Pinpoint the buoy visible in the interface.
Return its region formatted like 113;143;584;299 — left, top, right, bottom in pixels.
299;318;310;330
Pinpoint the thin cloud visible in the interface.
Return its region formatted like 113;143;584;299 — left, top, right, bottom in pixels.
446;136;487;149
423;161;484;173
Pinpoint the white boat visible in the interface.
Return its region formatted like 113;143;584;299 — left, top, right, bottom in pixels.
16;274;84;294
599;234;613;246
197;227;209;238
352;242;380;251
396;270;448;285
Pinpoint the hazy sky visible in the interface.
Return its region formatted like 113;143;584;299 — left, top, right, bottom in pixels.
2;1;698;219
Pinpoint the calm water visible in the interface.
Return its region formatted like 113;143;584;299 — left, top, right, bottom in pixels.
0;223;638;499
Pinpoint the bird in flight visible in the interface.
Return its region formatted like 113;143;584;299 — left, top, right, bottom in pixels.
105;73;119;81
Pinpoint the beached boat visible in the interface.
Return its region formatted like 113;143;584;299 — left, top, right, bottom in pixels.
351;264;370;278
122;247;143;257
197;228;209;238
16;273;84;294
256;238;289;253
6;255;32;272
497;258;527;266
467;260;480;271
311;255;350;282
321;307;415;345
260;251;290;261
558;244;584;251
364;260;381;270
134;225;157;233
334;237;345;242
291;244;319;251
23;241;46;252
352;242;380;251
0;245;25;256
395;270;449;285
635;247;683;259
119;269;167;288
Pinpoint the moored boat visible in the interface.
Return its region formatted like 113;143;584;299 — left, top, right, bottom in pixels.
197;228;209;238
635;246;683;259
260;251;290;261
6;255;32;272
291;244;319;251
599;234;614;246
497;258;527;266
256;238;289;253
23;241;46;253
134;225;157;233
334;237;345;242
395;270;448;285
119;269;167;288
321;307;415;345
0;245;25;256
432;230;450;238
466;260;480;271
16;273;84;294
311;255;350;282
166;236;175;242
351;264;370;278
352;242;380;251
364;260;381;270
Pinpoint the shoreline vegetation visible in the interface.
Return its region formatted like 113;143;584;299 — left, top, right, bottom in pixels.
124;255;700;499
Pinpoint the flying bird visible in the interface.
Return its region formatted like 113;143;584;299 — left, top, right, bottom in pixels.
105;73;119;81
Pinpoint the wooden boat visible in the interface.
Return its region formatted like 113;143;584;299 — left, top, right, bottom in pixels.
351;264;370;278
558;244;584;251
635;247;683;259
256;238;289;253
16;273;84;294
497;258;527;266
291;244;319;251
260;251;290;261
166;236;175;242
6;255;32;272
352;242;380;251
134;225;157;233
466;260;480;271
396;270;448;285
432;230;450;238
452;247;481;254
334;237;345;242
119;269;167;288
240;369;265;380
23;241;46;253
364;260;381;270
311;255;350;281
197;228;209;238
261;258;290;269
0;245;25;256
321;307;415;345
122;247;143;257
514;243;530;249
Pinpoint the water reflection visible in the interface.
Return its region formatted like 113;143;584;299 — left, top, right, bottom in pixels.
####
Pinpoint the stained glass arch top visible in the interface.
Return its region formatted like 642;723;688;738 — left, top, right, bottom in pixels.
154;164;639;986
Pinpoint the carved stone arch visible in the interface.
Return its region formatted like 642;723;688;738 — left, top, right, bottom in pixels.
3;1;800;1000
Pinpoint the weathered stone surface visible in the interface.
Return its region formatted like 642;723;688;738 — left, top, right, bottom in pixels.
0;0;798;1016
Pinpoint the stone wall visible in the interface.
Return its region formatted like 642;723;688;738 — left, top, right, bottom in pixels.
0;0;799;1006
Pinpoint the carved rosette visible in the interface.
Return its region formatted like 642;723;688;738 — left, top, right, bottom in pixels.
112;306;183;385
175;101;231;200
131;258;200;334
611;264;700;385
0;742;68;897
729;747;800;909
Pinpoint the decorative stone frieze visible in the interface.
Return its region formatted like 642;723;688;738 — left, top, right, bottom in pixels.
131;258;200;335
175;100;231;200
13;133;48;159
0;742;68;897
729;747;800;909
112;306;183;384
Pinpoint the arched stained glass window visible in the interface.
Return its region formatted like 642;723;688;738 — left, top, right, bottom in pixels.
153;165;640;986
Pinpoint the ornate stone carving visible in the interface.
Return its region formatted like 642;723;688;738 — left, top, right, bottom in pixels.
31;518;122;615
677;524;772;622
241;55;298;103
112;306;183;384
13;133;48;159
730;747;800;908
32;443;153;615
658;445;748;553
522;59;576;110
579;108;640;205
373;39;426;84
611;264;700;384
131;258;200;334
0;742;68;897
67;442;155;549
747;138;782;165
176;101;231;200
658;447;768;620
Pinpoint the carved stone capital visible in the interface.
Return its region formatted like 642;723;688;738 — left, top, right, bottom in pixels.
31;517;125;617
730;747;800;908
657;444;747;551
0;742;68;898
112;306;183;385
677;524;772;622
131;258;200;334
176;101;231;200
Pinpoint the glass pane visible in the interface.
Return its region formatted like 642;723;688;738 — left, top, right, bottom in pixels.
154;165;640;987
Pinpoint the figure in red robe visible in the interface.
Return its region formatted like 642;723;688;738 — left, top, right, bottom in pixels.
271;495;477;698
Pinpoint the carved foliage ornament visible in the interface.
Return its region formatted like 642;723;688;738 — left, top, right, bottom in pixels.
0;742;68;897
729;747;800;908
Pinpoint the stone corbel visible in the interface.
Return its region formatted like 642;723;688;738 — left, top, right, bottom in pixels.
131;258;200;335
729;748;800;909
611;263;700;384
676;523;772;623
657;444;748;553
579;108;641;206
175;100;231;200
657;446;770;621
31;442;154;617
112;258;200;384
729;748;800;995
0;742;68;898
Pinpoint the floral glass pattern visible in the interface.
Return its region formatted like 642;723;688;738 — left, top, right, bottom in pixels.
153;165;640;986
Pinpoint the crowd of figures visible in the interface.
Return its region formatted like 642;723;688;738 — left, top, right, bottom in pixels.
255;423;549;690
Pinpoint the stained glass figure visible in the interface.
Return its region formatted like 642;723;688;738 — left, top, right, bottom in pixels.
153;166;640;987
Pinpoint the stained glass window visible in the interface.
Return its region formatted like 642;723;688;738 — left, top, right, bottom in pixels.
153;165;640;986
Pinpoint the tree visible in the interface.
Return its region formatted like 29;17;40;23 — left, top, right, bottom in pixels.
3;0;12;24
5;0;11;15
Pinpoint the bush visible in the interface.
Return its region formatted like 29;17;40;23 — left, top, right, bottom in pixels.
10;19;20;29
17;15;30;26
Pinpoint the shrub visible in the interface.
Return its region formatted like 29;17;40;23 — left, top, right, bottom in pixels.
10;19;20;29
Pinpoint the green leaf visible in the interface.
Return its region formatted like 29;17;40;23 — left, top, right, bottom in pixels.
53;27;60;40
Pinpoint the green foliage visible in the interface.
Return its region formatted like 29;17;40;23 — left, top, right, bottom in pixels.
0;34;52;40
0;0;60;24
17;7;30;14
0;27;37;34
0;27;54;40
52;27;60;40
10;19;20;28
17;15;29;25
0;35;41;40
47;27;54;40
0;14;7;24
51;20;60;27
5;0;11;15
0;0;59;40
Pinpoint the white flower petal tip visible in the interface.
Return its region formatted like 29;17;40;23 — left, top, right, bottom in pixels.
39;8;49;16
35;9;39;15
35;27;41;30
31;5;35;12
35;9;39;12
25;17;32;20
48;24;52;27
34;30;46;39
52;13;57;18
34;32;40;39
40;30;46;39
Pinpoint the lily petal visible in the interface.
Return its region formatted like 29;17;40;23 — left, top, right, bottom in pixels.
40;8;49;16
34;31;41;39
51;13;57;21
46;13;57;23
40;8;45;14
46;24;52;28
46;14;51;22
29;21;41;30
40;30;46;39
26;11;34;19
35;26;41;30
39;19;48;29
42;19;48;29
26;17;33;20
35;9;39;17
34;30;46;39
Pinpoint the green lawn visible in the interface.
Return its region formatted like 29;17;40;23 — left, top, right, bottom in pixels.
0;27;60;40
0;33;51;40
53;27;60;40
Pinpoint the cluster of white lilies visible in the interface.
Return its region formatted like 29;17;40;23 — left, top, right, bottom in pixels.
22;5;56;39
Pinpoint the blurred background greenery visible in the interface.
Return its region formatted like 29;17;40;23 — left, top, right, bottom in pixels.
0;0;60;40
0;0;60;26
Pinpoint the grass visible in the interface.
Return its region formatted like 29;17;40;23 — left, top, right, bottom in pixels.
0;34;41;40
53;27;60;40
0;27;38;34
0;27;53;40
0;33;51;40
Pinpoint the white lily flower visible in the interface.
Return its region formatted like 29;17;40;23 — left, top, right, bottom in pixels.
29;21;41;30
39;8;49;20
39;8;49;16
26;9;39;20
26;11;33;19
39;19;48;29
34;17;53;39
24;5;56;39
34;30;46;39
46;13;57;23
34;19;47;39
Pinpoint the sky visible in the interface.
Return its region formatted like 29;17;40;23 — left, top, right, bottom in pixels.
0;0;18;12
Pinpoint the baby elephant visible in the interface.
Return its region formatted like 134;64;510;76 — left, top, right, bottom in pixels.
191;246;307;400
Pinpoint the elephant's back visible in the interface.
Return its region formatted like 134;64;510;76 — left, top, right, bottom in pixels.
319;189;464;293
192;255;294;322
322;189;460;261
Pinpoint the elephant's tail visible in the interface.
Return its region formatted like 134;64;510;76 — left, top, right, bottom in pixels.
####
What the exercise asks: Your answer must be the lines above from the one containing "Pinpoint the stained glass arch" to the one containing "Pinpoint the glass", both included, restated word for word.

Output for this task:
Pinpoint the stained glass arch top visible in the interface.
Return its region formatted like 642;723;688;738 — left, top, right, bottom in pixels.
154;164;639;986
Pinpoint the carved stone arch visible in the interface.
Return its region formatted like 642;723;688;738 — left, top, right, bottom in pixels.
3;1;800;1000
Pinpoint the weathered stone surface visible in the interface.
Return its region formatted like 642;723;688;738 — left, top, right, bottom in pixels.
0;0;798;1016
Pinpoint the stone wall visible in the interface.
Return its region formatted like 642;723;688;738 — left, top, right, bottom in pixels.
0;0;799;1006
Pinpoint the carved rosette visible in the interface.
Return its region formatted like 642;723;688;738 — left, top, right, bottom in pixels.
112;306;183;385
175;101;231;200
131;258;200;334
611;264;700;385
0;742;68;897
729;747;800;909
Pinpoint the decorative stone frieze visible in the interface.
Return its region formatted like 642;723;688;738 — left, top, right, bottom in pixels.
131;258;200;335
175;100;231;200
13;133;48;159
0;742;68;897
729;747;800;909
112;306;183;384
Pinpoint the arched stained glass window visible in the interface.
Return its region formatted like 642;723;688;738 — left, top, right, bottom in pixels.
153;165;640;986
Pinpoint the ornate stone carving visible in the interface.
Return its region formatted like 642;723;688;738 — left, top, right, bottom in pixels.
31;518;122;615
677;524;772;622
241;55;298;103
112;306;183;384
13;133;48;159
730;747;800;908
32;443;153;615
658;445;748;553
522;59;576;110
579;108;640;205
373;39;426;84
611;264;700;384
131;258;200;334
0;742;68;897
67;442;155;549
747;138;782;165
176;101;231;200
658;447;768;620
Pinpoint the carved stone capital visible in the interface.
Return its region formatted like 642;723;688;738 — left, top, right, bottom in pixels.
31;517;125;617
730;747;800;908
657;444;747;551
0;742;68;898
112;306;183;385
677;524;772;622
131;258;200;334
176;101;231;200
Pinpoint the glass pane visible in the interface.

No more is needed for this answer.